Exercise details:
Repeat every line of text in the data below word for word, leaving out the pictures.

Input:
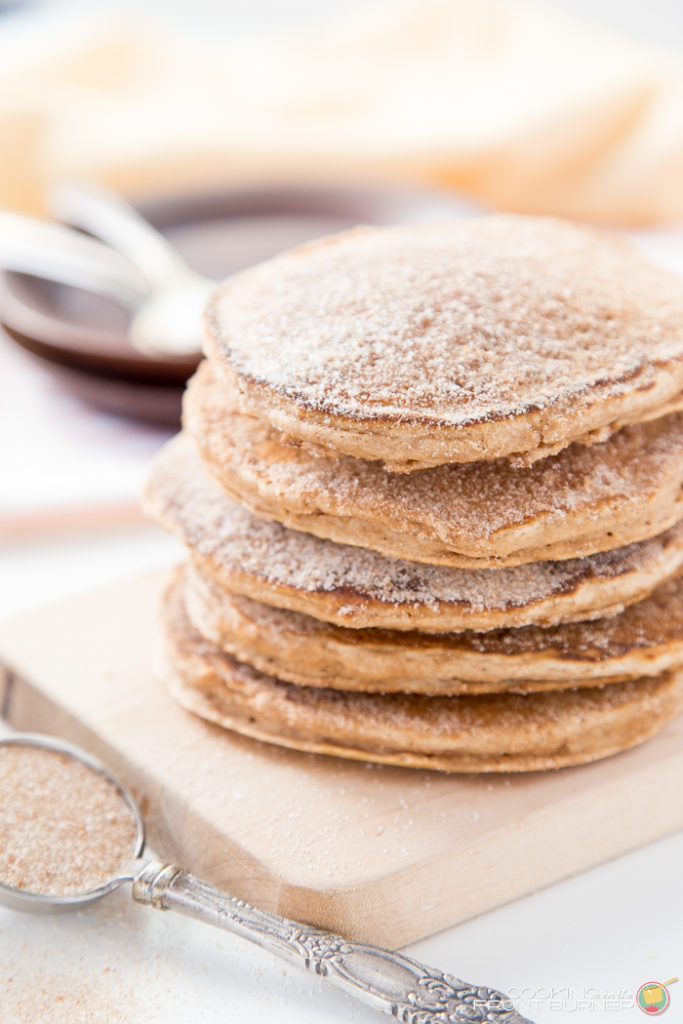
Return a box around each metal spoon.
[0,210,150,311]
[48,182,218,355]
[0,733,530,1024]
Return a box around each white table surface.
[0,0,683,999]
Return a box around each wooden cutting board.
[0,575,683,946]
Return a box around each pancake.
[206,214,683,472]
[183,362,683,568]
[144,435,683,633]
[182,566,683,694]
[164,587,683,772]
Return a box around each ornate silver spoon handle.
[133,861,530,1024]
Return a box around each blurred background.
[0,0,683,613]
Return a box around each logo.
[636,978,678,1017]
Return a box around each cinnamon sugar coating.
[183,361,683,568]
[144,435,683,632]
[164,588,683,772]
[180,565,683,694]
[206,220,683,471]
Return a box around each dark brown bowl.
[0,186,476,422]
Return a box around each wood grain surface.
[0,574,683,946]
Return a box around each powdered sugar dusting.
[146,435,683,611]
[184,362,683,554]
[207,215,683,426]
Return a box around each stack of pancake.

Task solution:
Return a box around each metal spoon.
[0,210,150,311]
[48,182,218,355]
[0,733,530,1024]
Return a box around each white table surface.
[0,0,683,999]
Return a box around each wooden cutting board.
[0,575,683,946]
Return a box around each pancake.
[206,214,683,472]
[183,362,683,568]
[144,435,683,633]
[182,566,683,694]
[164,587,683,772]
Return a box around each ornate silver spoon handle.
[133,861,530,1024]
Return a box around each blurred background.
[0,0,683,613]
Return a box around each logo.
[636,978,678,1017]
Return a box around each cinnamon sugar coating.
[183,361,683,568]
[144,435,683,632]
[164,588,683,772]
[180,565,683,694]
[206,220,683,471]
Return a box around each dark brown bowl.
[0,186,476,422]
Return a box around each wood grain surface.
[0,574,683,946]
Return a box around each powdered sugar dusting.
[146,435,683,611]
[184,362,683,554]
[207,215,683,426]
Return a box around each stack of pancake.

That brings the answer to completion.